AKP hükümeti tam da 12 Eylül'cülerin açtığı yolda, ama bu defa sağlık alanında önemli bir adım attı. Başbakan Erdoğan, “hayalim” dediği şehir hastanelerinin kurulması için imzalar attı. Başbakan, \'Hastane kavramına artık yeni bir boyut kazandırıyoruz\' diyor. Peki nedir bu yeni boyut?
İSTANBUL- Başbakan Recep Tayyip Erdoğan, Sağlık Bakanlığı Kamu Özel İşbirliği Şehir Hastaneleri'nin tanıtım programı ve imza törenine katıldı.
14 ilde inşa edilecek 15 “şehir hastanesi” ile Türkiye Halk Sağlığı Kurumu Binası inşaatı için, 25 yıllığına hem şirketlerin kiracısı olması hem de tüm hizmetleri taşerona devretmesinin altına imza atıldı.
HANGİ ŞEHİRLERE KURULACAK?
Protokolü imzalanacak şehir hastaneleri şunlar: Adana, Ankara Bilkent, Ankara Etlik, Elazığ, Gaziantep, İstanbul İkitelli, Kayseri, Mersin, Yozgat, İzmir Bayraklı, Konya-Karatay, Manisa, Bursa, Kocaeli, Isparta ve Türkiye Halk Sağlığı Kurumu binası.
Erdoğan, “Burada tabii 15 şehir hastanesiyle, Ankara'da kurulacak Halk Sağlığı Kurumu Binası'nın imzalarını atacağız. Adana, Ankara, Bursa, Elazığ, Gaziantep, Isparta, İstanbul, İzmir, Kayseri, Kocaeli, Konya, Manisa, Mersin ve Yozgat illerimiz için verdiğimiz sözü tutuyor, bu şehirlerimizi çok büyük sağlık kampüsleriyle buluşturuyoruz. Kamu, özel işbirliği nedir, bunu ispat ediyoruz\' diye konuştu.
“11 YIL ÖNCEKİ HAYALİMDİ”
Sağlıkta “yeni ve tarihi bir dönüşümü” gerçekleştirdiklerini ileri süren Erdoğan, \'Türkiye'de sağlık hizmeti anlayışını değiştiriyoruz. Hastane kavramına artık yeni bir boyut kazandırıyoruz\' dedi.
Başbakan Erdoğan, 11 yıl önce göreve başladığında şehir hastanelerinin en önemli hayallerinden biri olduğunu söyledi.
YENİ BOYUT MU, DARBE Mİ?
İddia edildiği gibi şehir hastaneleri sağlıkta “yeni boyut mu” olacak. Herkes aynı fikirde değil. Başta ise doktorlar...
Türk Tabipleri Birliği Merkez Konseyi, imza töreni yapılırken İstanbul Tabip Odası’nda basın toplantısı düzenlendi.

++++++++++

--- İstenen 1 ---
Şehir hastaneleri haberine dayanarak aşağıdaki soruları yanıtlayın.
(a) Kaç ilde kaç şehir hastanesi inşa edilecek?
(b) Türkiye Halk Sağlığı Kurumu Binası hangi şehirde kurulacak?
(c) Türk Tabipleri Birliği Merkez Konseyi basın toplantısını nerede düzenledi?

++++++++++

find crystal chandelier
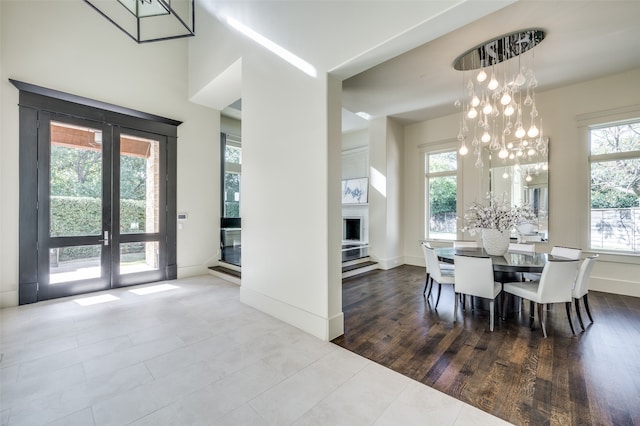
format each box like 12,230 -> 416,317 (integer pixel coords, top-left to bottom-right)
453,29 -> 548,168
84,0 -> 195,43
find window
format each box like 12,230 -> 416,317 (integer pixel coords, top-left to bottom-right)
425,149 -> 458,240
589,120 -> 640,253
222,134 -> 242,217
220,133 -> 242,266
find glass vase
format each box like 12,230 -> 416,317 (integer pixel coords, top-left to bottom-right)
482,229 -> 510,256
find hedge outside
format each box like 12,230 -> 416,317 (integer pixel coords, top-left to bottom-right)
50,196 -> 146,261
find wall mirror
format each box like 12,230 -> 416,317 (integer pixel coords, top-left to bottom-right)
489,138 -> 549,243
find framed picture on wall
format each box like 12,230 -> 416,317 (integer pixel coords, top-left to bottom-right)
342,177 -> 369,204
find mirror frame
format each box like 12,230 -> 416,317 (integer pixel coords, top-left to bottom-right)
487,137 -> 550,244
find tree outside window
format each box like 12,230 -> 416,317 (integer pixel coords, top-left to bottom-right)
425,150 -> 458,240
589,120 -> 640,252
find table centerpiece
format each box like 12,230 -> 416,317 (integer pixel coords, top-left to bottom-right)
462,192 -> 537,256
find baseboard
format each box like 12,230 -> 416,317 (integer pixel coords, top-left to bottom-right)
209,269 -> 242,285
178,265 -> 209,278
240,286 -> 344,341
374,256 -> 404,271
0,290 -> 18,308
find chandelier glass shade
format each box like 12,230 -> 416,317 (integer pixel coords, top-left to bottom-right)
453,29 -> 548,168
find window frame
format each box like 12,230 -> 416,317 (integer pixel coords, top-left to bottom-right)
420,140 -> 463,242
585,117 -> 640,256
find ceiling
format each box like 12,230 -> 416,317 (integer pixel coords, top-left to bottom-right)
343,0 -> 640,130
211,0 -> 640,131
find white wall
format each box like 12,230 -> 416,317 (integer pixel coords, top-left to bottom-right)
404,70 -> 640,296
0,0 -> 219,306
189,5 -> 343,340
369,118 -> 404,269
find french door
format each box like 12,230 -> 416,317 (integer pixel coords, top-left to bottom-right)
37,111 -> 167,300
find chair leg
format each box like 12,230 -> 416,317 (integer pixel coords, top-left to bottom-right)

++++++++++

--- İstenen 2 ---
Listede "find hedge outside" içeren satırdan "342,177 -> 369,204" içeren satıra kadar her şeyi, iki uç satır da dahil olmak üzere, her satır için bir dize içeren bir JSON listesine dönüştürün ve boş satırları dışarıda bırakın.

--- Alıştırma Çıktısı 1 ---
(a) 14 ilde 15 şehir hastanesi inşa edilecek.
(b) Ankara'da.
(c) İstanbul Tabip Odası'nda.

--- Alıştırma Çıktısı 2 ---
[
  "find hedge outside",
  "format each box like 12,230 -> 416,317 (integer pixel coords, top-left to bottom-right)",
  "50,196 -> 146,261",
  "find wall mirror",
  "format each box like 12,230 -> 416,317 (integer pixel coords, top-left to bottom-right)",
  "489,138 -> 549,243",
  "find framed picture on wall",
  "format each box like 12,230 -> 416,317 (integer pixel coords, top-left to bottom-right)",
  "342,177 -> 369,204"
]